[Dataset records about object locations]

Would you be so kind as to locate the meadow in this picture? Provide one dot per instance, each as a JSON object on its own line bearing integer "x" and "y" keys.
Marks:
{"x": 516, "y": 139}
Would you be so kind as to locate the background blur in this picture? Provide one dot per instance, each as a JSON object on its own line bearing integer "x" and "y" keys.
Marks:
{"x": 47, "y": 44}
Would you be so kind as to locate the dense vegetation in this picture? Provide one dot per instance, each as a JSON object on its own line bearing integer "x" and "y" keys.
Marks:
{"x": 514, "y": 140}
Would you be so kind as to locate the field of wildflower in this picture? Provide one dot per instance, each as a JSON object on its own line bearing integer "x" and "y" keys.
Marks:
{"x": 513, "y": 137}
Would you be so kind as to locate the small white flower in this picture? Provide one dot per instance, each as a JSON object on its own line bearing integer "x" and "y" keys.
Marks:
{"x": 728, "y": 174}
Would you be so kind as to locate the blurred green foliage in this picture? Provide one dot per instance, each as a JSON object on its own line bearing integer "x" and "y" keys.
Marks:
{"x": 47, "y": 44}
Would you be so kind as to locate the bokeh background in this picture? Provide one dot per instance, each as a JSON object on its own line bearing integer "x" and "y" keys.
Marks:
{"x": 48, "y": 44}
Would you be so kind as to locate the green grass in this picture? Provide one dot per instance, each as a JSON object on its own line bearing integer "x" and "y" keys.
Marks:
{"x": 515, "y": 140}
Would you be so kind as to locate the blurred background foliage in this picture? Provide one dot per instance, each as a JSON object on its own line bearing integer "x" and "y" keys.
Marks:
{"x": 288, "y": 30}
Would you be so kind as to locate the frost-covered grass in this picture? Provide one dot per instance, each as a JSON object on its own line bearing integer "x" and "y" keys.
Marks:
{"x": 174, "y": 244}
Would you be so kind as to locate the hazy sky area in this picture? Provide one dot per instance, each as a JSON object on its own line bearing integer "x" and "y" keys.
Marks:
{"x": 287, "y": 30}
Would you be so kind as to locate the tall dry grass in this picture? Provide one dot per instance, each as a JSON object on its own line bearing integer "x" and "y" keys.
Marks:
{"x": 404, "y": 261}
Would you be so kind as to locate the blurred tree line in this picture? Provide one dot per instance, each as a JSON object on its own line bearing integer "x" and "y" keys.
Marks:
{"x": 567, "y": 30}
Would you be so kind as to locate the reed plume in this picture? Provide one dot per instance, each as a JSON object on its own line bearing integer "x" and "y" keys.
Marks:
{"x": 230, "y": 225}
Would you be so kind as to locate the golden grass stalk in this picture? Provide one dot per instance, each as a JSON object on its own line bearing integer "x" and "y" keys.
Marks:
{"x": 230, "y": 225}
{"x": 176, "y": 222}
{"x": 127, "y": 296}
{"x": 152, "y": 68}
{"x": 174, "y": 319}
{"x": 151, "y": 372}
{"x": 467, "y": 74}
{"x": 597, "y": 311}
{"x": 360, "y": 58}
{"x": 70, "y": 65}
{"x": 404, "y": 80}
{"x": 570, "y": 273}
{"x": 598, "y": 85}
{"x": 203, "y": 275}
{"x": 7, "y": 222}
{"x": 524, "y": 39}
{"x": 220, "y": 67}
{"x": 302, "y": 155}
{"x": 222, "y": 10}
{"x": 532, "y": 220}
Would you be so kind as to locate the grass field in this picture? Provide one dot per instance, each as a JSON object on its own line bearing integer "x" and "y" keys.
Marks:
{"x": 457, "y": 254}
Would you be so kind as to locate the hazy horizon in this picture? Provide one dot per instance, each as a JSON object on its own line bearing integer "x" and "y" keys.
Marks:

> **Given task**
Quote all of the entries exactly as they appear.

> **Exercise output**
Would you be so kind as to locate the meadow in this picture? Provide one dot per instance, each as a JSON object on its own line bearing integer "x" and "y" keys.
Marks:
{"x": 516, "y": 139}
Would you be so kind as to locate the background blur in this picture? Provide one dot per instance, each as a JSON object on its own line bearing integer "x" and "y" keys.
Marks:
{"x": 47, "y": 44}
Would you be so kind as to locate the dense vegetation in this picture? Provide one dot per instance, each as a JSON object on its own line bearing integer "x" and "y" keys.
Marks:
{"x": 514, "y": 140}
Would you be so kind as to locate the field of wildflower in this picture? Provide one dot per instance, each as a JSON object on its own line bearing integer "x" and "y" keys.
Marks:
{"x": 513, "y": 137}
Would you be so kind as to locate the small white flower in this picture? Provide one dot per instance, each as a JSON object on its own line bearing integer "x" and "y" keys.
Marks:
{"x": 728, "y": 174}
Would you be so kind as to locate the blurred green foliage in this picture? Provide one dot per instance, each as a JSON object on its own line bearing integer "x" and "y" keys.
Marks:
{"x": 47, "y": 44}
Would you be so kind as to locate the bokeh background in this picture? Provide one dot per instance, each as a JSON object on its own line bearing integer "x" and "y" keys.
Marks:
{"x": 48, "y": 44}
Would you be so kind as to locate the green grass in this picture? Provide one dot per instance, each as a JSON object on its own line bearing integer "x" and "y" keys.
Marks:
{"x": 515, "y": 140}
Would you be so kind as to locate the blurred background foliage in this picture? Provide one dot per instance, each as a JSON object on its own line bearing integer "x" and "y" keys.
Marks:
{"x": 288, "y": 30}
Would you be so kind as to locate the frost-covered grass in this picture? Provide one dot per instance, each as a JSON object on its own line bearing integer "x" and "y" keys.
Marks:
{"x": 174, "y": 244}
Would you be so kind as to locate the hazy sky area in this picture? Provide one dot per instance, each as a JSON object on its own line bearing integer "x" and "y" keys.
Marks:
{"x": 287, "y": 30}
Would you be so kind as to locate the tall dry grass in this picture? Provide one dot per instance, each as a JSON object on its own line bearing integer "x" and "y" keys.
Marks:
{"x": 404, "y": 261}
Would you be so kind as to locate the blurred tree line in this picture? Provide one dot per instance, each as a JSON object on its own line bearing integer "x" and "y" keys.
Marks:
{"x": 567, "y": 30}
Would you be so kind as to locate the reed plume in this picture? Provide one dot per instance, each as a JSON object on its own line bearing integer "x" and "y" keys.
Marks:
{"x": 230, "y": 225}
Would you be so kind as to locate the golden grass stalk in this picture? Provide one dot per instance, each as a JSON object on its own line bearing integer "x" and "y" keys.
Marks:
{"x": 230, "y": 225}
{"x": 176, "y": 222}
{"x": 127, "y": 296}
{"x": 152, "y": 68}
{"x": 174, "y": 319}
{"x": 151, "y": 372}
{"x": 467, "y": 74}
{"x": 597, "y": 311}
{"x": 360, "y": 58}
{"x": 70, "y": 65}
{"x": 404, "y": 80}
{"x": 570, "y": 273}
{"x": 598, "y": 85}
{"x": 203, "y": 275}
{"x": 7, "y": 222}
{"x": 524, "y": 39}
{"x": 220, "y": 67}
{"x": 302, "y": 155}
{"x": 222, "y": 10}
{"x": 532, "y": 220}
Would you be so kind as to locate the grass field in this picture? Provide one dot per instance, each as a JSON object on its own line bearing integer "x" and "y" keys.
Marks:
{"x": 457, "y": 254}
Would you be so kind as to locate the hazy horizon in this picture? Provide one dot per instance, each as a JSON object on its own line bearing integer "x" and "y" keys.
Marks:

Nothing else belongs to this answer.